• **The exercise**
Reproduce all the entries exactly.

::::::::

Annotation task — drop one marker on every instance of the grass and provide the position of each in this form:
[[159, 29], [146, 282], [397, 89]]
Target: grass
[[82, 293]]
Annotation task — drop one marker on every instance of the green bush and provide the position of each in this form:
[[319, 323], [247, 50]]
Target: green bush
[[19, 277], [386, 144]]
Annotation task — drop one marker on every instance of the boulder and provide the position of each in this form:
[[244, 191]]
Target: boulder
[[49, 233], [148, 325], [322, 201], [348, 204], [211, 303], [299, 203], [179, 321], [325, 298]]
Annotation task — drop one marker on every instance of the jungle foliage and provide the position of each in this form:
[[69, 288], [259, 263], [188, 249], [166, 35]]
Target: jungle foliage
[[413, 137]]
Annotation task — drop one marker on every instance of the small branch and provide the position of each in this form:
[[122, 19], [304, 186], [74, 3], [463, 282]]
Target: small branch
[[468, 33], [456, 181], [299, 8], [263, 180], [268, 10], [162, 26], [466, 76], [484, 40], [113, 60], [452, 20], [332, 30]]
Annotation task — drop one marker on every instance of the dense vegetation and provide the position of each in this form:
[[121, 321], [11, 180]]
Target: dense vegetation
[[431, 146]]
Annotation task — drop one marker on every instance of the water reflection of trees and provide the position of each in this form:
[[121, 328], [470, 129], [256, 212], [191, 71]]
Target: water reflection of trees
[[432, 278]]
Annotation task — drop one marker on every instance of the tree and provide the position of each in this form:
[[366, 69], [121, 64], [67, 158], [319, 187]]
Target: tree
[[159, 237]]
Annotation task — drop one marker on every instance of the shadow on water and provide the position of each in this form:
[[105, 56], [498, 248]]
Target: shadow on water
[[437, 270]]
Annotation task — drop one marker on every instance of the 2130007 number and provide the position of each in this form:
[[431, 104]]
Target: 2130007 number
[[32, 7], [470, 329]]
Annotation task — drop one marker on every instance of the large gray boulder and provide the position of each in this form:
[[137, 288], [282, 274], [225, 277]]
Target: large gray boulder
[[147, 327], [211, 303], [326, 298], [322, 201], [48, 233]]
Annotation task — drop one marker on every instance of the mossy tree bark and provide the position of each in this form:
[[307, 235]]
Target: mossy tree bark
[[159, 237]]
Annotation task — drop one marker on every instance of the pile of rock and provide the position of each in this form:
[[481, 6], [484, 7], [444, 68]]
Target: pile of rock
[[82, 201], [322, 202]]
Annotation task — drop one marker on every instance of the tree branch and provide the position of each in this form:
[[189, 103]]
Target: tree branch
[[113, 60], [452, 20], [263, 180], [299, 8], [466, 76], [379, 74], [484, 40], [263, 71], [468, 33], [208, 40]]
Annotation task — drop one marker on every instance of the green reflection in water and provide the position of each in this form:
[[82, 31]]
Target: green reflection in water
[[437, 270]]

::::::::

• **Response to the exercise**
Annotation task — drop one marker on every instance of the grass and provide the position of each in this form:
[[159, 29], [146, 282], [397, 89]]
Target: grass
[[82, 293]]
Annotation task — drop one marker on every instance of the green bush and provide the position of each in this form:
[[319, 323], [247, 50]]
Target: green bush
[[19, 277], [386, 144]]
Annotation task — drop one marker on every instance of the boulder and provide the position of each in this form:
[[244, 191]]
Target: boulder
[[49, 233], [148, 325], [322, 201], [348, 204], [211, 303], [299, 203], [179, 321], [325, 298]]
Annotation task — drop one marker on every instance of the jungle foliage and provide the position of each in this form:
[[69, 288], [259, 263], [188, 249], [166, 35]]
Target: jungle foliage
[[413, 137]]
Annotation task — drop one marker on every instance of the small branch and provide the position of each in this form:
[[122, 19], [304, 186], [74, 3], [463, 282]]
Target: small branch
[[468, 33], [456, 181], [299, 8], [263, 180], [268, 10], [162, 26], [466, 76], [484, 40], [113, 60], [452, 20], [332, 30]]
Annotation task — drop one marker on every instance of the dense vegetation and provide the position of each in this form:
[[121, 321], [11, 180]]
Target: dense vegetation
[[431, 146]]
Annotation task — drop one marker on every instance of the water reflection of trees and provide the position of each in this form:
[[121, 328], [470, 129], [256, 212], [191, 71]]
Target: water reflection of trees
[[432, 278]]
Annotation task — drop one marker on every instance of the tree and provide the position of each in this form:
[[366, 69], [121, 64], [67, 158], [319, 187]]
Target: tree
[[159, 237]]
Annotation task — drop one marker on every instance of the shadow on water and provide the position of each in this form:
[[105, 56], [498, 248]]
Target: shadow on water
[[437, 270]]
Annotation task — drop one marker on every instance of the 2130007 number and provide the position of each in this form:
[[431, 104]]
Target: 2130007 number
[[32, 7], [470, 329]]
Annotation task — drop one marker on every instance of the large gray boulder and provide the position of each in this form:
[[137, 288], [282, 274], [225, 277]]
Target: large gray boulder
[[147, 327], [211, 303], [326, 298], [322, 201], [48, 233]]
Annotation task — drop one marker on every instance of the mossy tree bark and provide the position of each in this form:
[[307, 235]]
Target: mossy tree bark
[[159, 237]]
Annotation task — drop one marker on every instance of the pile of rock and provide the position of each in this form:
[[481, 6], [484, 7], [444, 68]]
Target: pile of rock
[[82, 201], [322, 202]]
Annotation task — drop one marker on every instance of the tree branch and provide the position of each in this form:
[[189, 103]]
Target: tree branch
[[113, 60], [452, 20], [263, 180], [299, 8], [466, 76], [379, 74], [484, 40], [263, 71], [468, 33], [208, 40]]
Annotation task — drop one marker on every instance of the green reflection in water and provide the position of each in this form:
[[82, 31]]
Target: green reflection in water
[[437, 270]]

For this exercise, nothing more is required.